AUDOUIN-DUBREUIL Louis (EN)

21/03/2022 Collectionneurs, collecteurs et marchands d'art asiatique en France 1700-1939

Biographical Article

Louis Audouin-Dubreuil was born on August 2, 1887 in Saint-Jean-d'Angély (Charente-Maritime) into a family of the local bourgeoisie that produced cognac (Maison Audouin Frères, founded in 1788). His mother, Marie de Reboul (1865-1956), was a painter and pupil of Furcy de Lavault (1847-1915). His uncle, Baude de Maurceley (1852-1930), a teacher in Algeria and novelist of the Sahara, was not a stranger to his desire to discover other horizons, nor was local explorer René Caillié (1799-1838), the first Westerner to return from the city of Timbuktu (now Mali).

At the age of 18, Louis Audouin-Dubreuil left for England to study business and language, with the aim of developing the business run by his father and uncle in the United Kingdom and the Nordic countries. In October 1910, after his military service, he joined the board of directors of the family business. It proved to only be  a brief interlude before the war since he was mobilised on August 2, 1914.

Louis Audouin-Dubreuil joined his platoon, the 10th regiment of Hussars, at Tarbes. With his cavalry division, he fought on the fronts of the Marne and Artois in the fall of 1914, at the Four de Paris in the Argonne, in the Bois de Malancourt west of Verdun, and then on the Yser in 1915-1916. Between September 1916 and January 1917, he joined the military aviation and learned to pilot airplanes. As a licensed aviator pilot, he reached the south of Tunisia. He was assigned to the border with Italian Libya, where he participated in the creation of the Zarzis camp and developed the Section of Machine Gun Tractors of the Tunisian Air Force (la Section des Tracteurs Mitrailleurs de l’Aviation Tunisienne). Because there were no roads, these tractors had to be created.Thus,  the all-terrain vehicle was born.

At the end of the Great War, in 1919, he was the head of the Saoura-Tidikelt mission commanded by General Nivelle (1856-1924). He was responsible for prospecting for the establishment of a railway line and an overhead line across the Sahara. In 1920, his experience in the desert and his spirit of adventure made him an ideal collaborator for André Citroën (1878-1935), who was preparing his first automobile rally in North Africa: the first crossing of the Sahara in half-track automobiles (La Traversée du Sahara en autochenilles, 1922-1923). There followed the Citroën Center-Africa Expeditions linking Algeria to the island of Madagascar (1924-1925) and Center-Asia linking Lebanon to China then Indochina (1931-1932), of which he was second in command.

After the second part of his life, which he devoted to writing and sharing his memoirs of war and exploration, Louis Audouin-Dubreuil died in Zarzis on February 12, 1960.

RAW RECORDS:
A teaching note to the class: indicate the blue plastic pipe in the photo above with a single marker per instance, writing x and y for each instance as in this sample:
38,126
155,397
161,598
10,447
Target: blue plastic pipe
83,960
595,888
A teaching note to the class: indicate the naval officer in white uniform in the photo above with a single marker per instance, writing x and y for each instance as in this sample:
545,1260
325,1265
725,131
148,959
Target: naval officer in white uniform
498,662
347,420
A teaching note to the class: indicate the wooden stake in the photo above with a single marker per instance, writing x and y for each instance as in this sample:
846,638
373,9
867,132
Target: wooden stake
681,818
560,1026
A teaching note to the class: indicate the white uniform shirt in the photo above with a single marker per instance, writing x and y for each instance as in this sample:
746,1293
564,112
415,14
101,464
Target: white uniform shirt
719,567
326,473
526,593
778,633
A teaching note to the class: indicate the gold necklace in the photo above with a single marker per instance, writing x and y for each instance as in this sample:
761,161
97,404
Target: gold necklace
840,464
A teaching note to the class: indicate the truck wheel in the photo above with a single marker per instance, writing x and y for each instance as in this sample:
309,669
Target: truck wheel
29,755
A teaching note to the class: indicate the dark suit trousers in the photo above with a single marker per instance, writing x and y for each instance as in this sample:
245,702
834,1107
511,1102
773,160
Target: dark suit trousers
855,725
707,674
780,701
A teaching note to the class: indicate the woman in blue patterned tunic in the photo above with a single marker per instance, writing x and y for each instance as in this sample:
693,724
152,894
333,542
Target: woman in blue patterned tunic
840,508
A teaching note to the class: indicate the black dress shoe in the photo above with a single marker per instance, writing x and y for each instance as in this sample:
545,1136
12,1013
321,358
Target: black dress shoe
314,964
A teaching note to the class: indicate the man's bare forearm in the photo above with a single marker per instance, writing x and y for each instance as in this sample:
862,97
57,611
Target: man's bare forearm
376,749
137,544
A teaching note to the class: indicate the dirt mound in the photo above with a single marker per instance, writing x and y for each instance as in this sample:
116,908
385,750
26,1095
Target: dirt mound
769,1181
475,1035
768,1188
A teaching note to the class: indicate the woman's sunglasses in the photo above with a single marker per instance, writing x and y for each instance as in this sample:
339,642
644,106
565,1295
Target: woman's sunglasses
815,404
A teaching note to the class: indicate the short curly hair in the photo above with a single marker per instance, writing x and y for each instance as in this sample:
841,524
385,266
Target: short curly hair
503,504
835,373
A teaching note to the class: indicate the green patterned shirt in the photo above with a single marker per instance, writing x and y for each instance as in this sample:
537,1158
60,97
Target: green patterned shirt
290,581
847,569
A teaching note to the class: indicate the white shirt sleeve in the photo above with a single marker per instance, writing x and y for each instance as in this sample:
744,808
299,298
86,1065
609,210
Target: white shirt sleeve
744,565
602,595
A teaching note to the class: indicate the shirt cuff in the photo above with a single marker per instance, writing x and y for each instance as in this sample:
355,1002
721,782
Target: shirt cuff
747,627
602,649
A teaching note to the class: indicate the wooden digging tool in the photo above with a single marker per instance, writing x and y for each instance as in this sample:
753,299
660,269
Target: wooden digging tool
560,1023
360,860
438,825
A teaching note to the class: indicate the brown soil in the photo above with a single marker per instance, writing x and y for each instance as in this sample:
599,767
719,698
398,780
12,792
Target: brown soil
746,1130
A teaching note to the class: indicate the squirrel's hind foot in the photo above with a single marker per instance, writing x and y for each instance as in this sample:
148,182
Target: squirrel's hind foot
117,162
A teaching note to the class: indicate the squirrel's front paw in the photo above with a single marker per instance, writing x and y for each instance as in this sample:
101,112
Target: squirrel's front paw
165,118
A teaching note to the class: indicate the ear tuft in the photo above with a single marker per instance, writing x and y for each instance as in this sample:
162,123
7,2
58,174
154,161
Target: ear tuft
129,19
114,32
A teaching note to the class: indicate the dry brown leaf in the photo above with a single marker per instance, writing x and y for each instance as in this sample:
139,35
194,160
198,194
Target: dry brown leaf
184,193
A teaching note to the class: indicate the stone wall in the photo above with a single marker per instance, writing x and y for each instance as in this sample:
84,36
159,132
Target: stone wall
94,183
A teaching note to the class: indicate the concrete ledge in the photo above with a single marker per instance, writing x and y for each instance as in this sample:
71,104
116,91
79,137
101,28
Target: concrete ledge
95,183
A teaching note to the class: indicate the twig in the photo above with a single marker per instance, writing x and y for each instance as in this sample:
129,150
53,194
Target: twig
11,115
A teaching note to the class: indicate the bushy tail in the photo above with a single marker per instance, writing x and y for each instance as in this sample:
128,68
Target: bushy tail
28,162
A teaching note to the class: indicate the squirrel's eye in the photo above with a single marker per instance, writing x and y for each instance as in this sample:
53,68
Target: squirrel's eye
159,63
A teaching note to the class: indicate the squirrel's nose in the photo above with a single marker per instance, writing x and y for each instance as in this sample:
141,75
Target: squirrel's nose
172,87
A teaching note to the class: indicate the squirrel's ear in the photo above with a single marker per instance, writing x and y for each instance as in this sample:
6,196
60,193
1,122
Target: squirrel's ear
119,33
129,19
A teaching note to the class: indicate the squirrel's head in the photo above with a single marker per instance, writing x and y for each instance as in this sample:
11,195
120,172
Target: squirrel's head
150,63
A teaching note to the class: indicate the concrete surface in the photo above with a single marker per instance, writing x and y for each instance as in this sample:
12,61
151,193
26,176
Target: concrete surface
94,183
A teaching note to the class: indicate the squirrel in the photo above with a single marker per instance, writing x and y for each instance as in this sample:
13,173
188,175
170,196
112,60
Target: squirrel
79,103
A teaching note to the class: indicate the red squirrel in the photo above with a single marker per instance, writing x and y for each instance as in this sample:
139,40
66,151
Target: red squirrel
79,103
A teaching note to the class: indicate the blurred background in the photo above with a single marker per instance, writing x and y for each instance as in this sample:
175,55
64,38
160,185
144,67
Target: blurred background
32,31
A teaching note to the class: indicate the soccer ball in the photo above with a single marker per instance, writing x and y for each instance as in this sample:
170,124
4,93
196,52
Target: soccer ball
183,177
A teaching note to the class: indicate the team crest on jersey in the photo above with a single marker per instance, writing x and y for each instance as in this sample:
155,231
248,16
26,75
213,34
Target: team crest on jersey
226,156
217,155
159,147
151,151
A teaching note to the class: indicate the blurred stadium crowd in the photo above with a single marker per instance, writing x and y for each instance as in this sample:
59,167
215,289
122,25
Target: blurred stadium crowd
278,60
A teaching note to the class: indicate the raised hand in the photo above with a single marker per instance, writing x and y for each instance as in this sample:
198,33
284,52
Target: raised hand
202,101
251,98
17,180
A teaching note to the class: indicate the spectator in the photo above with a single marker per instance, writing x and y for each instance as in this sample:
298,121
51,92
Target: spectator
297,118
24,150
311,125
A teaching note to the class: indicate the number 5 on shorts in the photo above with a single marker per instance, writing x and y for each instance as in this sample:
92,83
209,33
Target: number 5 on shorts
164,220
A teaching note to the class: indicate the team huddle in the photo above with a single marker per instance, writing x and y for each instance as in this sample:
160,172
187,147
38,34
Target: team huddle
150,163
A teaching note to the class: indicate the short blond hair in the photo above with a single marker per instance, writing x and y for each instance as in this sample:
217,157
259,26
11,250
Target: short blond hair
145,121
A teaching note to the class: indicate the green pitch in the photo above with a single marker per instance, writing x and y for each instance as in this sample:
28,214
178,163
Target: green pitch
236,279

REQUIREMENTS:
a: According to the biographical article on Louis Audouin-Dubreuil, which regiment did he join at Tarbes?
b: Quote the biographical article word for word, starting with "Biographical Article" and going on through "Timbuktu (now Mali).".

TASK RESULTS:
a: The 10th regiment of Hussars.

b:
Biographical Article

Louis Audouin-Dubreuil was born on August 2, 1887 in Saint-Jean-d'Angély (Charente-Maritime) into a family of the local bourgeoisie that produced cognac (Maison Audouin Frères, founded in 1788). His mother, Marie de Reboul (1865-1956), was a painter and pupil of Furcy de Lavault (1847-1915). His uncle, Baude de Maurceley (1852-1930), a teacher in Algeria and novelist of the Sahara, was not a stranger to his desire to discover other horizons, nor was local explorer René Caillié (1799-1838), the first Westerner to return from the city of Timbuktu (now Mali).